» **Problem statement**: Reproduce every one of the records below verbatim, line by line, with no changes.

» **Data section**:
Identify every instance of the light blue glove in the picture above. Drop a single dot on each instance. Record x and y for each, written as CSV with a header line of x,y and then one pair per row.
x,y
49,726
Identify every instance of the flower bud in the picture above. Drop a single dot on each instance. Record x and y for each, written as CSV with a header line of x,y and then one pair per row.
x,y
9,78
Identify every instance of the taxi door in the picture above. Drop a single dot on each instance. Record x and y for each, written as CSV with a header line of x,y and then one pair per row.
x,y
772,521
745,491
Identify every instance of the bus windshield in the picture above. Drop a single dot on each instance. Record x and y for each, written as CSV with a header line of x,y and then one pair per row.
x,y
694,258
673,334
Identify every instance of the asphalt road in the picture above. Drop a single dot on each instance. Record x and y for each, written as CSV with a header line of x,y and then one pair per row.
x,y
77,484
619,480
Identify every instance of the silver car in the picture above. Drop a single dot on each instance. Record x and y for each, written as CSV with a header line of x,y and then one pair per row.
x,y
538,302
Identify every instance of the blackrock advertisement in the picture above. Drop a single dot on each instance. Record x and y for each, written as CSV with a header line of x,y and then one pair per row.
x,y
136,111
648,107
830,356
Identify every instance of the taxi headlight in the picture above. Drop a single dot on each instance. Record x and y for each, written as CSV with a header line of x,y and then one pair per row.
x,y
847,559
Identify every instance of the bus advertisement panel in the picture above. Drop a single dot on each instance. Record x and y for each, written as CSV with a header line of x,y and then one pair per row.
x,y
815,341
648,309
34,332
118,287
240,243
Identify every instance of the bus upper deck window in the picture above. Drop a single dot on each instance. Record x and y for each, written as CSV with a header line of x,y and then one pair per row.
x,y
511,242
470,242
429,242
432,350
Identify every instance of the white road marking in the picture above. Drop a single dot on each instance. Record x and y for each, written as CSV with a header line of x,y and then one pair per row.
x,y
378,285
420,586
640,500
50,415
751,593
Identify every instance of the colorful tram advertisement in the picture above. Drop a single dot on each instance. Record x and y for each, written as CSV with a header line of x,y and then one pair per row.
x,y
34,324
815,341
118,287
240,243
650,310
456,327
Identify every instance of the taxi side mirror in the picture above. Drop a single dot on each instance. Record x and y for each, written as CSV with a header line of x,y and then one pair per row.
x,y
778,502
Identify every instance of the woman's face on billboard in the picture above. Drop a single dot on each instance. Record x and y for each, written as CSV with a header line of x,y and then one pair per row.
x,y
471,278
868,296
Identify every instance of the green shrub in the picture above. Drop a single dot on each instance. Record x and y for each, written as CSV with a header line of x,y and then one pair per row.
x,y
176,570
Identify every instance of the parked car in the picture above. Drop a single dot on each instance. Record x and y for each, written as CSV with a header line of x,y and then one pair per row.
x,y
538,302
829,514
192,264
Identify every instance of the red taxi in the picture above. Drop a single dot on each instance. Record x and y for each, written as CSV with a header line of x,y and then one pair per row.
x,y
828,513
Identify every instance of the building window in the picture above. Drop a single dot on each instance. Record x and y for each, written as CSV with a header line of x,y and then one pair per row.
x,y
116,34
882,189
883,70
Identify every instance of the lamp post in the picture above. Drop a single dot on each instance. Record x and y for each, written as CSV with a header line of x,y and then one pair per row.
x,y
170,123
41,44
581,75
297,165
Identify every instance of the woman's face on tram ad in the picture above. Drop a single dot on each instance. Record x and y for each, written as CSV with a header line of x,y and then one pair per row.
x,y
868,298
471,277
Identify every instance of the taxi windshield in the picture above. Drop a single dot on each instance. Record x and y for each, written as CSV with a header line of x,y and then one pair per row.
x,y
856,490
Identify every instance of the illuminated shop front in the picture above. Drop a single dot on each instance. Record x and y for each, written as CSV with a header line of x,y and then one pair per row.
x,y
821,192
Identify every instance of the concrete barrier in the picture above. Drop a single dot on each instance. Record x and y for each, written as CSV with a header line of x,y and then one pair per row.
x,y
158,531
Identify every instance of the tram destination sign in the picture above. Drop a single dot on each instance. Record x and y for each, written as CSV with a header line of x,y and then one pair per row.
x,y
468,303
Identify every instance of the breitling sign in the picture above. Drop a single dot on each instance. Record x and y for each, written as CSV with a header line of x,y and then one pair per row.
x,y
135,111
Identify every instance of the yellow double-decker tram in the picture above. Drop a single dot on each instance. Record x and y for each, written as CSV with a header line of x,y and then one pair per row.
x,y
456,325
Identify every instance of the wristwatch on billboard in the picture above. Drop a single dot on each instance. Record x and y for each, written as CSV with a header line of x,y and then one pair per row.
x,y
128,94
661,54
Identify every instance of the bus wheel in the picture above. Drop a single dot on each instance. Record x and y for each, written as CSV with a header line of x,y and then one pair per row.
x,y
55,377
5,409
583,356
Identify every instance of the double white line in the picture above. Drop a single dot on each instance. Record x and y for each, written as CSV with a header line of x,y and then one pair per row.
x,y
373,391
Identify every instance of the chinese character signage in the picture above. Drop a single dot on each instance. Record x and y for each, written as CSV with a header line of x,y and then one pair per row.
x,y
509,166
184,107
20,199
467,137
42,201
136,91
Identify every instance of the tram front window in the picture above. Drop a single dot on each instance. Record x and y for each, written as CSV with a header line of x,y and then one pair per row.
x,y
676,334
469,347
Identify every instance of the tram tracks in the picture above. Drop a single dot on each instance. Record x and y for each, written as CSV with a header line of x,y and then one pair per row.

» **Output below**:
Identify every instance of the light blue glove in the picture above. Drop a single dot on each instance. Record x and y for each, written as CSV with a header line of x,y and then one pair per row.
x,y
49,726
Identify every instance of the flower bud in the picture above. Drop a single dot on each instance. Record x and y for each, written as CSV with a header line of x,y and then one pair per row.
x,y
9,78
Identify every instance of the taxi door in the picture above. Drop a single dot on each instance. Record x and y for each, written as CSV with a header line of x,y and then one pair per row.
x,y
772,521
745,491
Identify every instance of the bus windshield in the picture above. Drop a single dot on each instance. Record x and y for each, written as CSV with a header line of x,y and then one pair per row.
x,y
694,258
673,334
Identify every instance of the asphalt road in the picture above. Drop a single dot on each instance. Record x and y for each, written as CSV with a header line of x,y and then one pair per row.
x,y
77,484
619,480
Identify every instance of the silver car in the picture above. Drop a single dot on each instance. Record x and y for each, written as CSV with a header line of x,y and then one pair per row.
x,y
538,302
Identify every instance of the blackrock advertisement in the picture above. Drop a single dot on each instance. Record x and y for each, written as CSV with a header line of x,y and then one pair per row.
x,y
136,111
648,107
830,356
Identify every instance of the taxi headlight in the picture above. Drop a single dot on each instance. Record x and y for each, written as CSV with a header line of x,y and then one pair per row.
x,y
847,559
Identify every instance of the bus advertisement panel in the picture above. Drop a single dot on each instance. Record x and y for each, written as CSV with a header line of x,y and then one pair per row.
x,y
815,341
648,309
34,332
118,287
240,243
Identify every instance of the bus upper deck window in the picture above. Drop a single dot on each instance. Record x and y for each, written as CSV with a header line of x,y and then one pair per row.
x,y
511,242
470,242
429,242
432,350
Identify every instance of the white road marking in the picture above. Drop a single dot on each instance. Record x and y for each, written as CSV with a header line of x,y and then one pair per row.
x,y
378,285
420,586
640,500
50,415
751,593
Identify every instance of the colorful tram advertisement in the picture above. Drop a single dot on each instance. Record x and y for each, written as CSV with a header line of x,y and then one pair per row.
x,y
34,324
815,341
118,287
240,243
650,310
456,327
Identify every instance of the taxi side mirror in the picture above. Drop a single dot on each instance. Record x and y for each, written as CSV with a header line of x,y and then one pair per row.
x,y
778,502
Identify every instance of the woman's face on billboard in the picture above. Drop a single dot on each instance. Record x and y for each, written as CSV with a header line of x,y and then one pair per row.
x,y
471,278
868,296
Identify every instance of the green shrub in the picture above. Drop a single dot on each instance. Record x and y for each, written as CSV with a header line of x,y and then one pair per row.
x,y
176,570
Identify every instance of the parked car in the picture above. Drop a single dot on each instance. Record x and y for each, written as CSV with a header line of x,y and then one pair per row.
x,y
538,302
829,514
192,264
Identify every instance of the red taxi in the picture above. Drop a single dot on each instance. Record x and y for each, written as CSV with a header line of x,y and then one pair per row.
x,y
828,513
Identify every instance of the building window in the picture above. Drop a single dot on each instance. Record x and y for each, written as CSV with a header line of x,y and then one pair per row.
x,y
116,34
882,189
883,70
Identify every instance of the lamp post in the picture above. Drop a single dot on each instance. Record x and y for each, written as CSV with a header line of x,y and then one pair per row.
x,y
170,123
41,44
581,75
297,165
Identify every instance of the woman's face on tram ad in the picture above. Drop a single dot on each instance. Record x and y for each, written as CSV with a header line of x,y and then one pair per row.
x,y
868,298
471,277
Identify every instance of the taxi windshield in the picture above. Drop a single dot on each instance. Record x and y for each, written as CSV with a header line of x,y and then one pair per row.
x,y
856,490
Identify every instance of the illuminated shop front in the picture above. Drop a single dot on each instance. Record x and y for each, written as CSV with a header line of x,y and then one pair per row.
x,y
821,192
Identify every instance of the concrete barrier in the picture above. Drop a single dot on each instance. Record x and y for each, written as CSV with a header line of x,y and then one pair per row.
x,y
158,531
Identify every instance of the tram destination sign in the picture above. Drop a single dot on each instance. Record x and y for each, written as CSV with a header line of x,y and then one pair per row.
x,y
468,303
Identify every instance of the breitling sign in the picture above. Drop a single dot on each instance. Record x and y for each, written as CSV with a header line of x,y and then one pair per row.
x,y
135,111
Identify every instance of the yellow double-decker tram in the picture above. Drop a single dot on each instance. Record x and y for each, written as CSV with a header line of x,y and then one pair per row.
x,y
456,325
Identify every instance of the wristwatch on billboard in the picture above. Drop a single dot on each instance. Record x and y for each, written as CSV with a header line of x,y and then one pair per row.
x,y
128,94
661,54
Identify every instance of the bus wheel in the picture above. Drop a single dot on each instance. Record x and y for each, written as CSV with a header line of x,y and then one pair per row.
x,y
55,377
5,409
583,356
Identify every instance of the double white line in the picture above. Drop a single dot on each instance. Record x and y for each, written as CSV with a header line of x,y and then one pair per row.
x,y
373,391
Identify every instance of the chinese character signage in the picture above. Drop a single dot on each instance. Record x and y for each, written as CSV with a header line of x,y and then one pair per row.
x,y
509,166
184,107
20,199
467,137
42,201
136,91
Identify every instance of the tram front window in the picture above. Drop a single dot on each instance. Record x and y for each, written as CSV with a header line of x,y and then one pair per row.
x,y
676,334
469,347
Identify every instance of the tram tracks in the picture above. Drop a single dot on each instance. Record x and y for each, written as CSV with a header line of x,y and then one pair per row.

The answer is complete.